PROBLEM SET:
1. The tree serialization problem gives a sample serialized string. List the integer node values in that string, in the order they appear, and leave out the # markers.
2. Reproduce everything from "For example, the" down to "representing null pointer." in the tree serialization problem.

SOURCE:
★ ★ ★ ★ ★
One way to serialize a binary tree is to use pre-order traversal. When we encounter a non-null node, we record the node’s value. If it is a null node, we record using a sentinel value such as #.

     _9_
    /   \
   3     2
  / \   / \
 4   1  #  6
/ \ / \   / \
# # # #   # #

For example, the above binary tree can be serialized to the string “9,3,4,#,#,1,#,#,2,#,6,#,#”, where # represents a null node.

Given a string of comma separated values, verify whether it is a correct preorder traversal serialization of a binary tree. Find an algorithm without reconstructing the tree.

Each comma separated value in the string must be either an integer or a character ‘#’ representing null pointer.

You may assume that the input format is always valid, for example it could never contain two consecutive commas such as “1,,3”.

Example 1:

Input: "9,3,4,#,#,1,#,#,2,#,6,#,#"
Output: true

Example 2:

Input: "1,#"
Output: false

Example 3:

Input: "9,#,#,1"
★ ★ ★ ★ ★
RECORD EXTRACTS:
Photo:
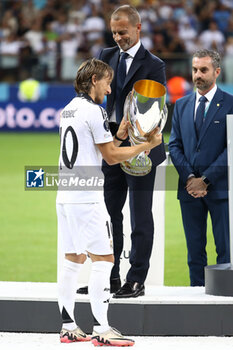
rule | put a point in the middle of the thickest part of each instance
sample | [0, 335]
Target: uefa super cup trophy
[145, 109]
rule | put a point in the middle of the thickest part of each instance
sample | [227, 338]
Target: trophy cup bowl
[145, 109]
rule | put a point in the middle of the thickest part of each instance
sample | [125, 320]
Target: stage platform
[175, 311]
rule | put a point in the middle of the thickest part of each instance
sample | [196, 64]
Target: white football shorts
[84, 227]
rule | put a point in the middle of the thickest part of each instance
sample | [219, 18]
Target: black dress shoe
[130, 290]
[115, 285]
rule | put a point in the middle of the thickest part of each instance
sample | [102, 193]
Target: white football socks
[99, 292]
[67, 287]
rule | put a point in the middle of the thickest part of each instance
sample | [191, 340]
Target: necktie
[200, 115]
[120, 78]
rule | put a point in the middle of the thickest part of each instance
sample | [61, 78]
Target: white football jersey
[83, 125]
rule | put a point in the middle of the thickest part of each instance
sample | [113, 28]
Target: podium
[219, 278]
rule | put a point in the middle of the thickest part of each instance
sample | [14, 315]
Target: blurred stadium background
[42, 43]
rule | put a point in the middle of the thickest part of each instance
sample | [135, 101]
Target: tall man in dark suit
[140, 64]
[198, 148]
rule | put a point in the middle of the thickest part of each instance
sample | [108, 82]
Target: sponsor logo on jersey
[106, 125]
[35, 178]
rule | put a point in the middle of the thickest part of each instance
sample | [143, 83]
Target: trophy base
[136, 168]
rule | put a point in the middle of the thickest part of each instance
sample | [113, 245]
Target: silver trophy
[145, 109]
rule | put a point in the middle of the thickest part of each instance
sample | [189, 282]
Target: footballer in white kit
[83, 221]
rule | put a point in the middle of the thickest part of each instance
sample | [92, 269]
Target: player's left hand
[122, 132]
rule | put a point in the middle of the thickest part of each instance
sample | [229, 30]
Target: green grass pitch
[28, 239]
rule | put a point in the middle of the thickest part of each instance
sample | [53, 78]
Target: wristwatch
[205, 180]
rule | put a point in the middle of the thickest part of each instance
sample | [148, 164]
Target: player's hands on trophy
[154, 138]
[122, 132]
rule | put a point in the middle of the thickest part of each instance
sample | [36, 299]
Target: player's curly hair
[87, 69]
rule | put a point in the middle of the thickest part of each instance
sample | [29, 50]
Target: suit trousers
[194, 216]
[117, 184]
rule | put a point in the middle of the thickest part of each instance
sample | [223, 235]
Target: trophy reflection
[145, 109]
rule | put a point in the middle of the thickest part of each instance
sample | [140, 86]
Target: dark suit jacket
[144, 66]
[206, 156]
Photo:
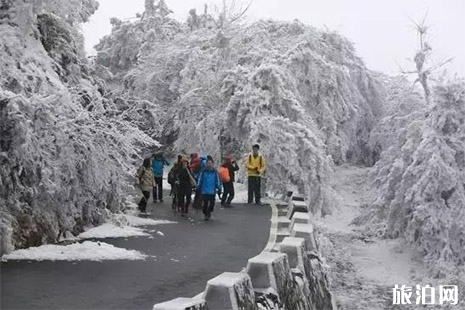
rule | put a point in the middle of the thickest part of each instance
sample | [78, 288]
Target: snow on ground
[364, 269]
[88, 250]
[132, 220]
[112, 231]
[119, 226]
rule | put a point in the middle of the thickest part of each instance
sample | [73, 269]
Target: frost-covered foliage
[421, 176]
[300, 92]
[65, 148]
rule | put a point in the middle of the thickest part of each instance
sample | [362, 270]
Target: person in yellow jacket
[256, 165]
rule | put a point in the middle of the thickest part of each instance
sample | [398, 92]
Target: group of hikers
[197, 174]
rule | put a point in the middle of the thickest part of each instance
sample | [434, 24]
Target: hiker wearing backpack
[209, 184]
[256, 165]
[173, 181]
[145, 182]
[186, 183]
[157, 166]
[227, 174]
[197, 165]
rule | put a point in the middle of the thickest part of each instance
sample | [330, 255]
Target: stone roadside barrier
[289, 274]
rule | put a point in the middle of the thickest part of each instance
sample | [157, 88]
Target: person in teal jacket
[158, 163]
[209, 184]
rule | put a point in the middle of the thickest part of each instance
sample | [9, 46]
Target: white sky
[380, 29]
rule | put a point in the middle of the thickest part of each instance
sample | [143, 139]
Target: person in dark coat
[158, 162]
[145, 182]
[209, 184]
[186, 183]
[228, 193]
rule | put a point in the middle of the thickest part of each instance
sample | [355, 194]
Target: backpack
[224, 174]
[197, 167]
[172, 175]
[260, 160]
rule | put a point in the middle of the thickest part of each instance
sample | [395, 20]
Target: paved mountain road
[188, 254]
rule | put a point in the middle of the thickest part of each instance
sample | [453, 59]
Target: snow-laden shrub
[217, 86]
[421, 178]
[65, 151]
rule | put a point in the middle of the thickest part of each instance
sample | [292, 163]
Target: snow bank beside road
[88, 250]
[112, 231]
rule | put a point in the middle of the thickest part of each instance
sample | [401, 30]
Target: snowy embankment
[364, 267]
[120, 226]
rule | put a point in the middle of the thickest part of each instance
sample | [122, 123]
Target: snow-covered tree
[224, 84]
[421, 178]
[65, 147]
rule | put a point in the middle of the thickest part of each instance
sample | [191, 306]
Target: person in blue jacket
[209, 184]
[158, 163]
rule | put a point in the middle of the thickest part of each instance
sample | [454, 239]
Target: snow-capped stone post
[315, 273]
[273, 282]
[182, 303]
[296, 253]
[305, 231]
[230, 291]
[299, 218]
[297, 206]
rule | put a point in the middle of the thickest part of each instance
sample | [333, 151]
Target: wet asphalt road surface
[190, 253]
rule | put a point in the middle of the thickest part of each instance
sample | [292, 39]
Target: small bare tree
[422, 57]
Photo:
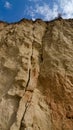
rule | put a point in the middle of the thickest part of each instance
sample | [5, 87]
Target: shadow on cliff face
[55, 83]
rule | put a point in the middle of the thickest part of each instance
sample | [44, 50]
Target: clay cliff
[36, 75]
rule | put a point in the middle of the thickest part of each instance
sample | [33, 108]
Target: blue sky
[14, 10]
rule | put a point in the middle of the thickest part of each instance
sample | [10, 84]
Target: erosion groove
[36, 75]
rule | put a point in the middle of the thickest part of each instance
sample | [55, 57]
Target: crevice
[22, 124]
[28, 80]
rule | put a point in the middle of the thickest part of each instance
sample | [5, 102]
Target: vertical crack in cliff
[22, 123]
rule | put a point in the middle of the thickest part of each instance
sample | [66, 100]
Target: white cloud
[7, 5]
[44, 11]
[66, 7]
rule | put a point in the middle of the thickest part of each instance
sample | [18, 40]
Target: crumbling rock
[36, 75]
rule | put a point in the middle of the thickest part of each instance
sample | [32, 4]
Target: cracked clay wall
[36, 75]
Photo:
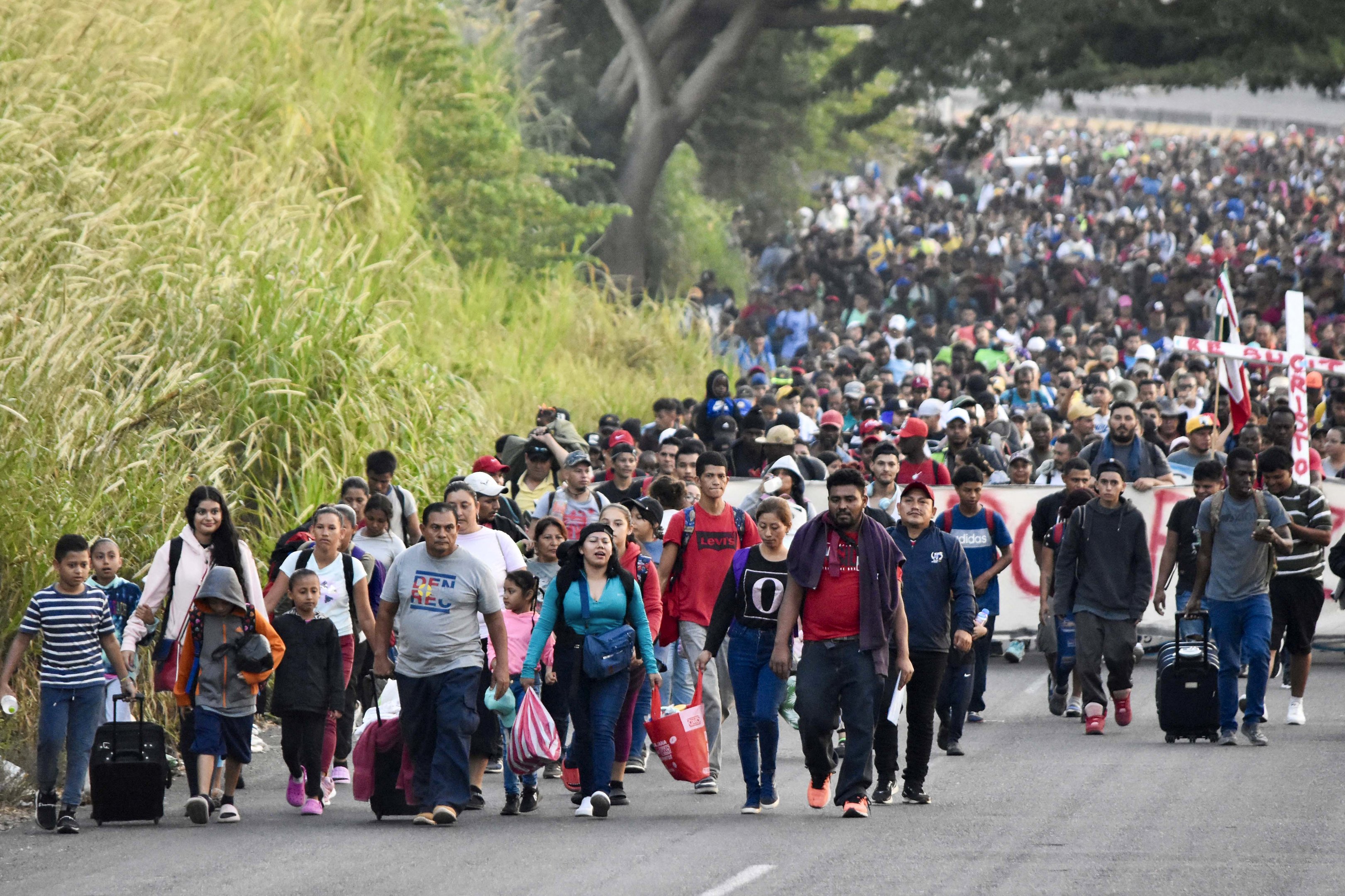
★ ★ ★ ★ ★
WORKED ANSWERS:
1. 9, 3, 4, 1, 2, 6

2.
For example, the above binary tree can be serialized to the string “9,3,4,#,#,1,#,#,2,#,6,#,#”, where # represents a null node.

Given a string of comma separated values, verify whether it is a correct preorder traversal serialization of a binary tree. Find an algorithm without reconstructing the tree.

Each comma separated value in the string must be either an integer or a character ‘#’ representing null pointer.